» **Brief**:
Given the listing below, write out exactly the lines starting with the line that has "For every instance of the dorsal" and going on through the line that has "For every instance of the elderly", both kept.
-=-=-=-=-
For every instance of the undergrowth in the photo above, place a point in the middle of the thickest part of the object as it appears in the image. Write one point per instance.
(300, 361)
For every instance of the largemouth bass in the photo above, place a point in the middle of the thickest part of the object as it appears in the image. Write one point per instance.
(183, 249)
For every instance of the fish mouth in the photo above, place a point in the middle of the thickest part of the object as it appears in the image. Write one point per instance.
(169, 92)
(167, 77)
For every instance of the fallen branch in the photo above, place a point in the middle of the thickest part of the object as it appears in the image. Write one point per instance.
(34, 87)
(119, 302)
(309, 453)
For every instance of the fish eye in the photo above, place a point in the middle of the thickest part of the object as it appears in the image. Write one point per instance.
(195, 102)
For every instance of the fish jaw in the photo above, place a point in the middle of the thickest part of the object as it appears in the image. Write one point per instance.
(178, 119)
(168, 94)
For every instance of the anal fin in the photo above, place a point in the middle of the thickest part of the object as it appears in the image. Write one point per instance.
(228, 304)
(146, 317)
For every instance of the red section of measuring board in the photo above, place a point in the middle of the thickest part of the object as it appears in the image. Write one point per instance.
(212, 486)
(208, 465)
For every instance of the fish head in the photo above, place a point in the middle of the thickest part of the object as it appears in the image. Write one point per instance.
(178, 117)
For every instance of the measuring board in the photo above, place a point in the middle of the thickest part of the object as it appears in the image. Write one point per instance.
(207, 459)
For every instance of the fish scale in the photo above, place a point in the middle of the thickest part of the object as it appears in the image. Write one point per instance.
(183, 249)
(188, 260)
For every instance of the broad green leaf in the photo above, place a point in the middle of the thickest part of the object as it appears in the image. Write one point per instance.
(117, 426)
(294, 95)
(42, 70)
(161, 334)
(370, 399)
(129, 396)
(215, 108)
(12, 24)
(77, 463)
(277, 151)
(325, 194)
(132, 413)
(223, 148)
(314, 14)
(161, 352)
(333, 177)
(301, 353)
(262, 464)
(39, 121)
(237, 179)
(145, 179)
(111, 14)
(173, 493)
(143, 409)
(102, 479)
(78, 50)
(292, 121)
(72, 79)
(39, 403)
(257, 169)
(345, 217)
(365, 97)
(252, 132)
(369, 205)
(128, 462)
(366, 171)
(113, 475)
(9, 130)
-=-=-=-=-
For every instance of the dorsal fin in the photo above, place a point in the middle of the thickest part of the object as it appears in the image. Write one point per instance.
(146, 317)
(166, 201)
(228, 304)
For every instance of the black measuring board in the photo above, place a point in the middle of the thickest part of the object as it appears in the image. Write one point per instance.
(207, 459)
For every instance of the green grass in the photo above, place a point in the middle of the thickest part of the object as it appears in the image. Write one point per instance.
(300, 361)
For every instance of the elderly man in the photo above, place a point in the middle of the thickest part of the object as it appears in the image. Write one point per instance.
-=-=-=-=-
» **Finished task**:
For every instance of the dorsal fin in the photo above, place a point in the middle of the thickest part of the object as it appears in the image. Write one point per instance.
(146, 317)
(166, 201)
(228, 304)
For every instance of the black measuring board in the photo above, place a point in the middle of the thickest part of the object as it appears in the image. Write one point per instance.
(207, 459)
For every instance of the green grass in the photo above, place a point in the middle of the thickest part of the object as it appears in the image. Write one point per instance.
(300, 361)
For every instance of the elderly man in the photo above, place a point in the middle of the thickest part of the object as it appears in the image. Write one point per instance.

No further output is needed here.